- **Task to complete**: Beginning at the line that holds "If you would be willing to indicate the man", copy the material below exactly through its last line.

- **Information supplied**:
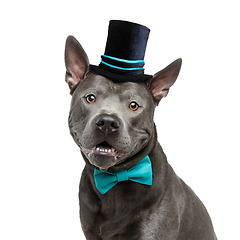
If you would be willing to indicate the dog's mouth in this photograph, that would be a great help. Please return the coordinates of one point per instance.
(106, 148)
(103, 155)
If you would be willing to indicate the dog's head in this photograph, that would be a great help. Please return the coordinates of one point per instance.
(111, 122)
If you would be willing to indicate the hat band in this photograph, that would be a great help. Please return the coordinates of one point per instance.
(122, 64)
(124, 60)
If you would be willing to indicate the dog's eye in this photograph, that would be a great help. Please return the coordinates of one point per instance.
(91, 98)
(133, 106)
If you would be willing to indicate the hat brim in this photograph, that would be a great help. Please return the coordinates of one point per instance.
(120, 78)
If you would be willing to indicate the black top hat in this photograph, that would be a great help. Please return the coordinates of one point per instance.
(124, 52)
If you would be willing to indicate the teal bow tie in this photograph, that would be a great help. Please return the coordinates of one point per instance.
(140, 173)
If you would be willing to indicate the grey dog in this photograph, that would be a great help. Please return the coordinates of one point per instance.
(113, 125)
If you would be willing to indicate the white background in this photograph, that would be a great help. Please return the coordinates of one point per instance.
(198, 122)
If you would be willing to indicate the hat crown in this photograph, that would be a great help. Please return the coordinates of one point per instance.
(126, 40)
(124, 52)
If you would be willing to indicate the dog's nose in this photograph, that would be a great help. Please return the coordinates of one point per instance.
(108, 123)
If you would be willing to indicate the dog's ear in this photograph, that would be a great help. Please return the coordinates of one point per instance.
(76, 62)
(160, 83)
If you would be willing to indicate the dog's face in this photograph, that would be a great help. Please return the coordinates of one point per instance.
(111, 121)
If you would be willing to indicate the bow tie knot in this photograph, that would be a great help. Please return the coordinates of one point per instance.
(140, 173)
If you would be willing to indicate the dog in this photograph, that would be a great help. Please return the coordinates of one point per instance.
(112, 123)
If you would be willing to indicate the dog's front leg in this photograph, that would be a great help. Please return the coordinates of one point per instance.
(89, 209)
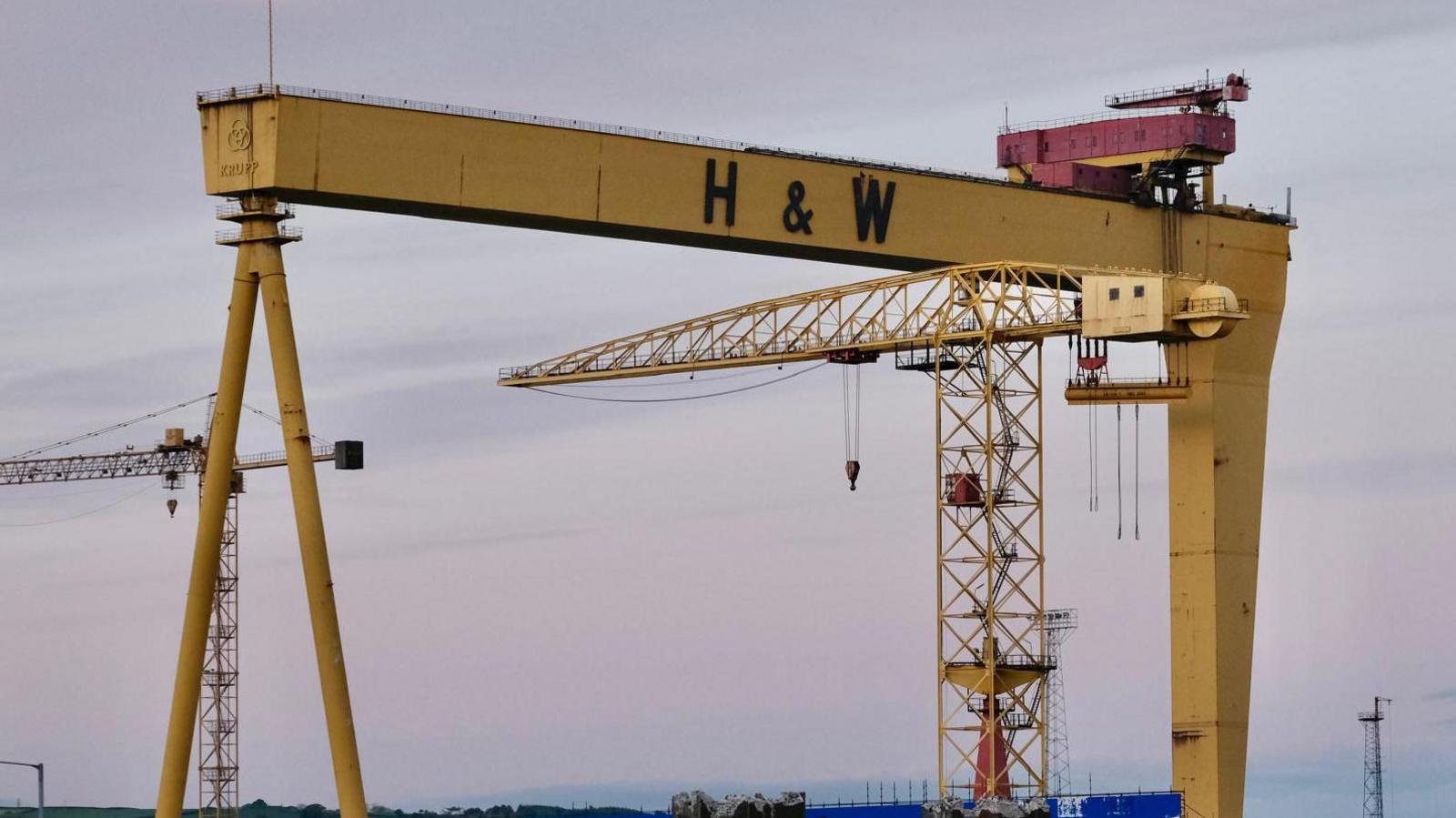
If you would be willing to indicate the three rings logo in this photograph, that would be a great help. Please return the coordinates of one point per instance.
(239, 137)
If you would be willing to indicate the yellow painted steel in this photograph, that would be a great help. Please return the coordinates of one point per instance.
(472, 167)
(216, 488)
(318, 580)
(259, 267)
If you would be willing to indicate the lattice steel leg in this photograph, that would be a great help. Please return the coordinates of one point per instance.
(217, 718)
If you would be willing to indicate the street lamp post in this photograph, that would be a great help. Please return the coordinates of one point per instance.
(40, 783)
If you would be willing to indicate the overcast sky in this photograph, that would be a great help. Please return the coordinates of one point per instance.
(571, 600)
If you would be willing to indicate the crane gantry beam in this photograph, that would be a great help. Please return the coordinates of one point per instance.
(462, 163)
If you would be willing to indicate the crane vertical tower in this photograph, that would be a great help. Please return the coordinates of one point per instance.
(977, 330)
(994, 658)
(1375, 762)
(1060, 623)
(1117, 194)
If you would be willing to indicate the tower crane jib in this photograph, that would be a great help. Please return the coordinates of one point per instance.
(977, 332)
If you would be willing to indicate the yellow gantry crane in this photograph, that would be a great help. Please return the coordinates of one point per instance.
(172, 460)
(1103, 196)
(977, 330)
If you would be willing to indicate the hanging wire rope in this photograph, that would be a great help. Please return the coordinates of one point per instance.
(261, 414)
(851, 395)
(76, 516)
(111, 429)
(781, 379)
(1118, 470)
(63, 495)
(1138, 470)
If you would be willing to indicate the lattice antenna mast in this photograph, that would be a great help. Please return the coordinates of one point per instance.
(1060, 623)
(1375, 763)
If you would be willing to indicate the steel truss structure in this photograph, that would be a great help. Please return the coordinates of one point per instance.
(217, 715)
(1373, 803)
(1060, 623)
(977, 332)
(990, 591)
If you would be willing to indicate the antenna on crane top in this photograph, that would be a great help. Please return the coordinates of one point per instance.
(269, 44)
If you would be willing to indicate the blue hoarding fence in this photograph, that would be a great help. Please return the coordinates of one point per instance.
(1098, 805)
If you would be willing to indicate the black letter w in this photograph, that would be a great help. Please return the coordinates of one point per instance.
(870, 208)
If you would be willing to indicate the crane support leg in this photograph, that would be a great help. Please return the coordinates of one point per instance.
(1216, 488)
(216, 487)
(309, 517)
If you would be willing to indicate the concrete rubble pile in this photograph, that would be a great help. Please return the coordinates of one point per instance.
(951, 807)
(699, 805)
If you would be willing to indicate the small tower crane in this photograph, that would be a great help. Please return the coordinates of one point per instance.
(977, 330)
(175, 458)
(1373, 803)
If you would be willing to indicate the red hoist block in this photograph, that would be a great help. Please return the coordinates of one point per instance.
(992, 756)
(963, 488)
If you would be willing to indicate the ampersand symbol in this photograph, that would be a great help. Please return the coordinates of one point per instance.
(797, 218)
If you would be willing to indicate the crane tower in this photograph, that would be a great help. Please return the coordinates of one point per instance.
(172, 459)
(1375, 760)
(977, 330)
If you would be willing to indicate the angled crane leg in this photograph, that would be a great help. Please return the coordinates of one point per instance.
(1216, 490)
(217, 482)
(309, 517)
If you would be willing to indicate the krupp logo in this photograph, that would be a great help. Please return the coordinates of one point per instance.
(239, 137)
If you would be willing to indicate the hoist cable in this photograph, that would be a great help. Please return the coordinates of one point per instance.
(1091, 465)
(111, 429)
(261, 414)
(794, 374)
(75, 516)
(1118, 470)
(1138, 470)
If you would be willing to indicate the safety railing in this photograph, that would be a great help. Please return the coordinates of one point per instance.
(1215, 305)
(233, 208)
(1142, 95)
(238, 94)
(1084, 381)
(233, 236)
(320, 453)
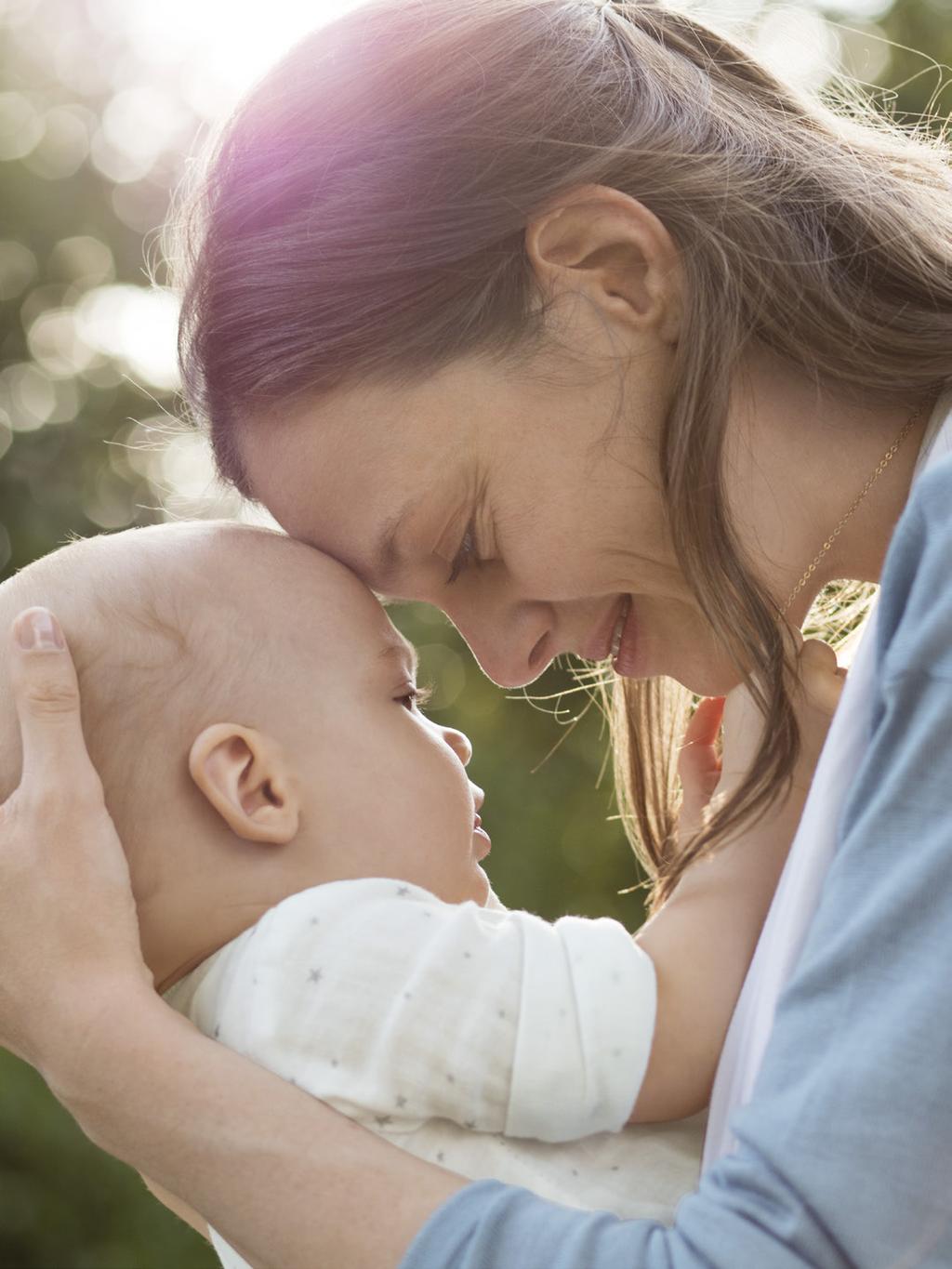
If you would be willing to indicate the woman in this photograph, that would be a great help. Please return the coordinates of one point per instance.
(575, 322)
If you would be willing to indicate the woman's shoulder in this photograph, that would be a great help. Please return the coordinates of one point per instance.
(916, 605)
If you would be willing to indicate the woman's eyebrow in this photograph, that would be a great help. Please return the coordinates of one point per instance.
(388, 559)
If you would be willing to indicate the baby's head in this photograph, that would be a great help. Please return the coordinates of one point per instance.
(252, 711)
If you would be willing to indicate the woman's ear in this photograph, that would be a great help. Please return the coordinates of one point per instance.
(247, 779)
(612, 247)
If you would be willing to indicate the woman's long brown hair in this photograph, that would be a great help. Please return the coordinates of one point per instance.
(362, 215)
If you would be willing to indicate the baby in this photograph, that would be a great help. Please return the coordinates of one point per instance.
(305, 851)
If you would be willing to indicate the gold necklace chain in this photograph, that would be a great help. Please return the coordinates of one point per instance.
(883, 463)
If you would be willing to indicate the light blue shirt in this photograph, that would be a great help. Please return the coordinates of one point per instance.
(844, 1153)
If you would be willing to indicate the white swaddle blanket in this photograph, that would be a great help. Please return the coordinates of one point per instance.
(490, 1042)
(810, 855)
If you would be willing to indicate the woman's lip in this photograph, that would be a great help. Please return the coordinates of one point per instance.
(628, 660)
(479, 831)
(600, 645)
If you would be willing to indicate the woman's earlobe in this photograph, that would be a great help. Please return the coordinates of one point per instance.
(246, 778)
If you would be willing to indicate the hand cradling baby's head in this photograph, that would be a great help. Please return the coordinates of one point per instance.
(253, 715)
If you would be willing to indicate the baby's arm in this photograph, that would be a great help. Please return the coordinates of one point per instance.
(701, 942)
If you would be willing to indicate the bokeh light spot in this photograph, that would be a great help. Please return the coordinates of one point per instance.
(20, 126)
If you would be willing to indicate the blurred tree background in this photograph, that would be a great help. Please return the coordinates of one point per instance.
(100, 101)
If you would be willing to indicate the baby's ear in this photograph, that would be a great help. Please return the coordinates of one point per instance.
(247, 779)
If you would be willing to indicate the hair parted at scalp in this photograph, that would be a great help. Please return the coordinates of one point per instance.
(362, 215)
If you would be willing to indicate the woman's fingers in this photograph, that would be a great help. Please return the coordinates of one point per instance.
(69, 927)
(48, 707)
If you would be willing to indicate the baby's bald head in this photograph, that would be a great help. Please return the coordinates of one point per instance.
(167, 626)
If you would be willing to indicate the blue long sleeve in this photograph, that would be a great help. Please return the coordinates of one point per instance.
(844, 1157)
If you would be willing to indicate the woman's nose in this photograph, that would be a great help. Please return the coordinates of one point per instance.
(458, 743)
(511, 647)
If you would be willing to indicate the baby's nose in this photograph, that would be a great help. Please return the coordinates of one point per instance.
(459, 744)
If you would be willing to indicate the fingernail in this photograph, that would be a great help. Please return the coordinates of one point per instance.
(38, 631)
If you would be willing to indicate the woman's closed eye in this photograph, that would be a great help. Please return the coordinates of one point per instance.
(466, 555)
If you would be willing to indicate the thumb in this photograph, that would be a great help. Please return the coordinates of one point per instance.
(46, 693)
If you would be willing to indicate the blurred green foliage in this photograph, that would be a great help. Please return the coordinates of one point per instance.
(86, 164)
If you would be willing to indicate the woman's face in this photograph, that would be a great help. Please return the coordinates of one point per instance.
(524, 505)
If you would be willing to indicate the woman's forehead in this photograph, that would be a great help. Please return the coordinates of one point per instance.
(350, 482)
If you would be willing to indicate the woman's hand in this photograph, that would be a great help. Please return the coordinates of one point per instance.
(69, 932)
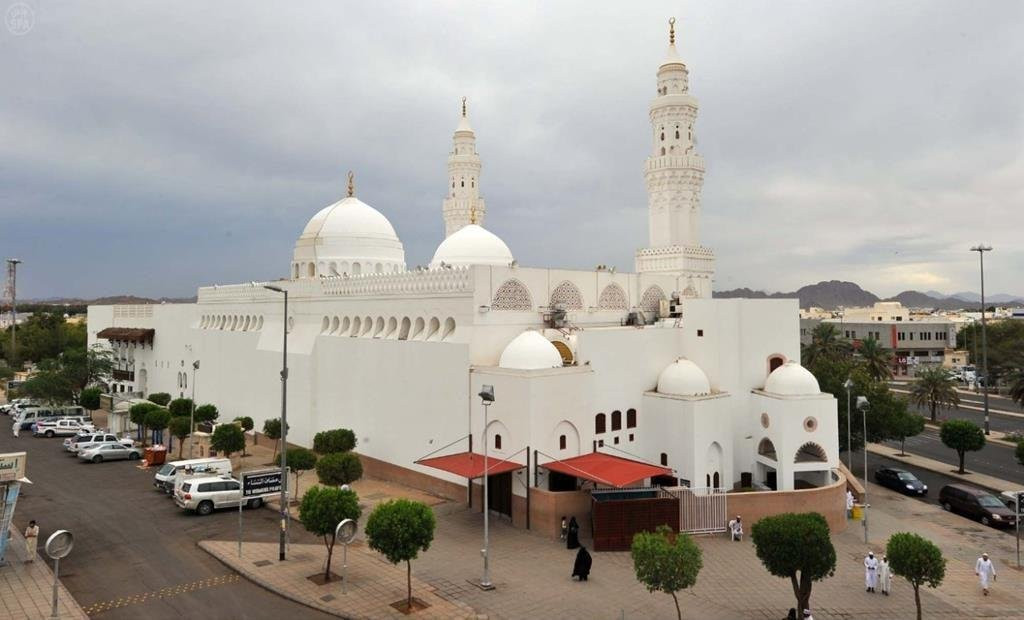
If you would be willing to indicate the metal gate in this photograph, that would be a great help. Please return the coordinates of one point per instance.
(701, 510)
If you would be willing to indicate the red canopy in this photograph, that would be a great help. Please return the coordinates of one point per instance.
(470, 464)
(606, 469)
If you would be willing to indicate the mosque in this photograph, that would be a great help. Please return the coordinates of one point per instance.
(601, 378)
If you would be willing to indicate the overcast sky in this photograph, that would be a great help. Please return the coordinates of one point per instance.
(150, 148)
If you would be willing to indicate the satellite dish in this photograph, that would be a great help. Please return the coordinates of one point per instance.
(59, 544)
(345, 532)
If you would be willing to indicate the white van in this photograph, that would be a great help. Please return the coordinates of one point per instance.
(167, 477)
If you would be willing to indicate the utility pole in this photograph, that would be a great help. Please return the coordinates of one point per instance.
(12, 295)
(981, 249)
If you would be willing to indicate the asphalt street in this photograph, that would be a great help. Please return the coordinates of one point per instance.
(133, 543)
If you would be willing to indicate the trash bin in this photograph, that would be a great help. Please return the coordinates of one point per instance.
(857, 513)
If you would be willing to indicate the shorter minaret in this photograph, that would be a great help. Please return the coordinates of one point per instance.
(463, 202)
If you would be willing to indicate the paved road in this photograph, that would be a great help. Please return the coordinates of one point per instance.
(131, 541)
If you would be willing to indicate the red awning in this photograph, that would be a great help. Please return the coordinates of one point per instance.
(470, 464)
(606, 469)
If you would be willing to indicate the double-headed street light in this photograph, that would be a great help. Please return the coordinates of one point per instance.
(284, 424)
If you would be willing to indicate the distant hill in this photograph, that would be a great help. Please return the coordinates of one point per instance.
(836, 293)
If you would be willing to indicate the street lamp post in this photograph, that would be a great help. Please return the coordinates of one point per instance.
(486, 398)
(284, 424)
(862, 405)
(981, 249)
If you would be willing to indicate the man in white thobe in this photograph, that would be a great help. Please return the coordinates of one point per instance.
(885, 576)
(870, 572)
(985, 571)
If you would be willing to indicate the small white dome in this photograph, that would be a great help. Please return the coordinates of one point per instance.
(472, 245)
(683, 378)
(792, 379)
(530, 350)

- **Task answer**:
If you would be willing to indicate the man in white thobe in this photograph, that would be a great help. Please return the coordinates of one point per instance.
(885, 576)
(870, 572)
(985, 571)
If you would be willing to indicate the small white dome in this photograph, that would be a great help. Please return the coordinates of one point per instance.
(472, 245)
(683, 378)
(792, 379)
(530, 350)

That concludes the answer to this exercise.